### What this task involves
Which lines in the data below contain the word "locate"? Return every one of them.

### Input for this task
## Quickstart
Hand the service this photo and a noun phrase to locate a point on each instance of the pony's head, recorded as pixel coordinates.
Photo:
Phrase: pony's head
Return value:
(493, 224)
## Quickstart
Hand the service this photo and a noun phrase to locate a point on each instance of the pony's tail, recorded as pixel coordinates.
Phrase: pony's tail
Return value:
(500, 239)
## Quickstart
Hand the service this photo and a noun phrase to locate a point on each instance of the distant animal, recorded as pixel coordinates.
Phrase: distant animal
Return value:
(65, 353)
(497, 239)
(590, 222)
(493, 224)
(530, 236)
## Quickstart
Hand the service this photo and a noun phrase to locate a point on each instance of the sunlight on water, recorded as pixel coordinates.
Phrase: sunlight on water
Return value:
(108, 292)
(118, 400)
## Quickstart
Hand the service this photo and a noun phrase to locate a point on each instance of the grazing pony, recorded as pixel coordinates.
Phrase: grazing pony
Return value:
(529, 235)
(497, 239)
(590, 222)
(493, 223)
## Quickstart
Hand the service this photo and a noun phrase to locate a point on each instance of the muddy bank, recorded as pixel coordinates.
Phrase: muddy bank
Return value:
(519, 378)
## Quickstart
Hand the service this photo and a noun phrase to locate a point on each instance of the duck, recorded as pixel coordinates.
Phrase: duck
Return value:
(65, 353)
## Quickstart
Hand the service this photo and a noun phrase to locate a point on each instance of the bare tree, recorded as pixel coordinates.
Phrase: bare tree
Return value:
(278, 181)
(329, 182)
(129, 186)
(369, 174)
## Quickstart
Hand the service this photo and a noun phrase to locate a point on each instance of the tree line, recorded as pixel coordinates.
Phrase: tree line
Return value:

### Solution below
Hand the service this photo and a noun phrase to locate a point on each instance of the pony's head, recorded as pixel coordinates.
Hand the service this photo and a noun phrase to locate a point on each instance of the pony's tail, recorded as pixel coordinates.
Hand the service this photo and a noun phrase to locate a point on each instance of the distant animal, recorded as pixel coordinates.
Hand the service this photo and a noun phrase to locate a point on each instance of the sunlight on water, recorded as pixel coordinates.
Hand the service this photo and a noun phrase to locate a point on each instance of the grazing pony, recorded as pixel coordinates.
Hand the service this photo and a noun phrase to locate a point on each instance of the muddy bank, recorded as pixel coordinates.
Hand the service this photo and a noun phrase to locate a point on each instance of the duck, recorded as pixel coordinates.
Hand the service this photo and a noun phrase to locate a point on each instance of the bare tree, recorded as pixel coordinates.
Hand the service this photo and a noun phrase to locate a point on each instance of the tree line, recorded as pixel coordinates.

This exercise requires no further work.